• _Texte source_

- - -

L'invité.e By Tanguy Viel, le 13/09/2021

Si Tanguy Viel est bien connu en tant qu’écrivain – il a publié pas moins de huit romans aux Éditions de Minuit depuis 1998, dont Cinéma (1999), L’Absolue perfection du crime (2001), Paris-Brest (2009) ou le tout récent La fille qu’on appelle (2021), on sait moins qu’il a aussi collaboré avec le compositeur français Philippe Hurel pour l’opéra Les Pigeons d’argile (2015) et plus récemment pour Périple (2021). Il est l’invité de cette rentrée 2021-22. 

 

« L’acte de comprendre une proposition de langage est beaucoup plus apparenté que l’on ne croit à l’acte de comprendre un thème en musique » 1. Parmi les rares propositions de Wittgenstein dont il me semble saisir intuitivement le sens, il y a celle-là, symptôme de son temps, qui aura contribué parmi d’autres à orienter la conception du langage du côté de la prosodie. Ce ne sont pas les littérateurs modernes qui le contrediraient, dont il semble depuis Flaubert et Mallarmé que l’organe esthétique privilégié soit devenu l’oreille. C’est là un des grands axiomes poétiques des deux derniers siècles, que ce qui porte l’affect et double le sens est affaire de grain, de ton, de voix – de musique. Dedans se trouverait une vérité plus intime, plus originelle, plus cosmique, que sais-je encore ? J’ai grandi comme tout le monde sous le coup de cette intuition post-romantique : celle que la musique cousinerait plus volontiers que les autres arts avec la vérité, c’est-à-dire avec le fond des choses et de nous-mêmes. De fait, il m’a souvent semblé que ce qui présidait à l’écriture d’un livre était profondément musical – grondait, sourdait, tremblait et, pour parler comme Schopenhauer, « voulait ». L’écriture d’un livre commence quand affleure le mouvement encore tout pulsionnel d’une pensée à l’état de nerfs et qui, dans cet état même, porterait brûlante la puissance de ses devenirs. Or, c’est cet état lui-même qu’on dit musical, parce qu’encore non-verbal et déjà pulsatif, de sorte qu’on lui prête le secret plus intense d’un tempo véritable. Dans ces conditions, on peut comprendre que la musique, chevillée comme elle est dans le corps du langage, apparaisse à l’écrivain à la fois comme l’origine et l’horizon de son travail.

- - -

• _Objectifs_
(1) D'après le texte source, avec quel compositeur Tanguy Viel a-t-il collaboré pour des opéras ?
(2) Indiquez si chacune des affirmations suivantes est conforme au texte source, en répondant par oui ou par non et en citant les mots décisifs du texte.
(a) Tanguy Viel a publié huit romans aux Éditions de Minuit depuis 1998.
(b) L'opéra Périple date de 2015.
(c) Depuis Flaubert et Mallarmé, l'organe esthétique privilégié des littérateurs modernes semble être devenu l'œil.
(3) Recopiez à l'identique le passage du texte source commençant par « Si Tanguy Viel » et se terminant par « cette rentrée 2021-22. ».

- - -

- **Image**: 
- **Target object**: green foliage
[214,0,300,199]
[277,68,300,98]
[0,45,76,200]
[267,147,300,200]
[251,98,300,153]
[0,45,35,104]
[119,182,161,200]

- - -

• _Réponses attendues_
(1) Avec le compositeur français Philippe Hurel.

(2)
(a) Oui : « il a publié pas moins de huit romans aux Éditions de Minuit depuis 1998 ».
(b) Non : « pour l’opéra Les Pigeons d’argile (2015) et plus récemment pour Périple (2021) ».
(c) Non : « l’organe esthétique privilégié soit devenu l’oreille ».

(3)
Si Tanguy Viel est bien connu en tant qu’écrivain – il a publié pas moins de huit romans aux Éditions de Minuit depuis 1998, dont Cinéma (1999), L’Absolue perfection du crime (2001), Paris-Brest (2009) ou le tout récent La fille qu’on appelle (2021), on sait moins qu’il a aussi collaboré avec le compositeur français Philippe Hurel pour l’opéra Les Pigeons d’argile (2015) et plus récemment pour Périple (2021). Il est l’invité de cette rentrée 2021-22.